• **Your task**
Transcribe the lines of the records starting with the one that has "of the white" in it and ending with the last, and transcribe nothing else.

• **Records shown**
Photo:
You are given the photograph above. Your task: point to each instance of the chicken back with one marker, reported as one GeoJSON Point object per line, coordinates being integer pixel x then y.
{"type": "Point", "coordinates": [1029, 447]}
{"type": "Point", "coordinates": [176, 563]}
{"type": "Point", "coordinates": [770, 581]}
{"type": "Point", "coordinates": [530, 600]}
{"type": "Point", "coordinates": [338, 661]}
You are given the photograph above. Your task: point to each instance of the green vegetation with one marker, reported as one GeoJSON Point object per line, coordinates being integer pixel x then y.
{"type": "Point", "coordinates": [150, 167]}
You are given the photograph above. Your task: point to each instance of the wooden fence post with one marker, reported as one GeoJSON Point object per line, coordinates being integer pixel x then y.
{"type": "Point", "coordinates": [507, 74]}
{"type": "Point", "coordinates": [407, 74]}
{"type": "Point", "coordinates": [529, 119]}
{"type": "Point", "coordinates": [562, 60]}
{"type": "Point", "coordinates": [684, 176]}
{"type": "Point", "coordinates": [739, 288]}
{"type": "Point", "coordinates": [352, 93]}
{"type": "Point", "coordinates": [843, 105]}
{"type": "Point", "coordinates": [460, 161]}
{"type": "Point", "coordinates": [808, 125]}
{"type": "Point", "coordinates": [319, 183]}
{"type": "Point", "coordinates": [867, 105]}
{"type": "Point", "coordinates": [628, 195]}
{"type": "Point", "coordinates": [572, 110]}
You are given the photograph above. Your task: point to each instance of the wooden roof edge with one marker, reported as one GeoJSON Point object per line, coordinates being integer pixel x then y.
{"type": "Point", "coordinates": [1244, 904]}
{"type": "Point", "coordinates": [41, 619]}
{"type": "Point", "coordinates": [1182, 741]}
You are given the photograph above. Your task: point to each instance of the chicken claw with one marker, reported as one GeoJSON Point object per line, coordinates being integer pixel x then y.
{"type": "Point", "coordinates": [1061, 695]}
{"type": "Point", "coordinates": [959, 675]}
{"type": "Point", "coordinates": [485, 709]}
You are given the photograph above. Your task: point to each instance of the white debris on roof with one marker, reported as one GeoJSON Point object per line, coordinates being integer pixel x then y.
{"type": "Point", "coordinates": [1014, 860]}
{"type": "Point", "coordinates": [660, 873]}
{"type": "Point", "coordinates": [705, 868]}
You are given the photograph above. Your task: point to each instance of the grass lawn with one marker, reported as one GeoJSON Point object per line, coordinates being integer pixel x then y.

• **Response for this exercise**
You are given the photograph above. Your task: point to each instance of the white debris on roof with one marker, reported as one GeoJSON Point object per line, coordinates being integer pixel x then y.
{"type": "Point", "coordinates": [1014, 860]}
{"type": "Point", "coordinates": [660, 873]}
{"type": "Point", "coordinates": [705, 868]}
You are given the photograph above. Your task: point to each instance of the grass lawn with one marker, reported as one GeoJSON Point object per line, coordinates being integer pixel x then y.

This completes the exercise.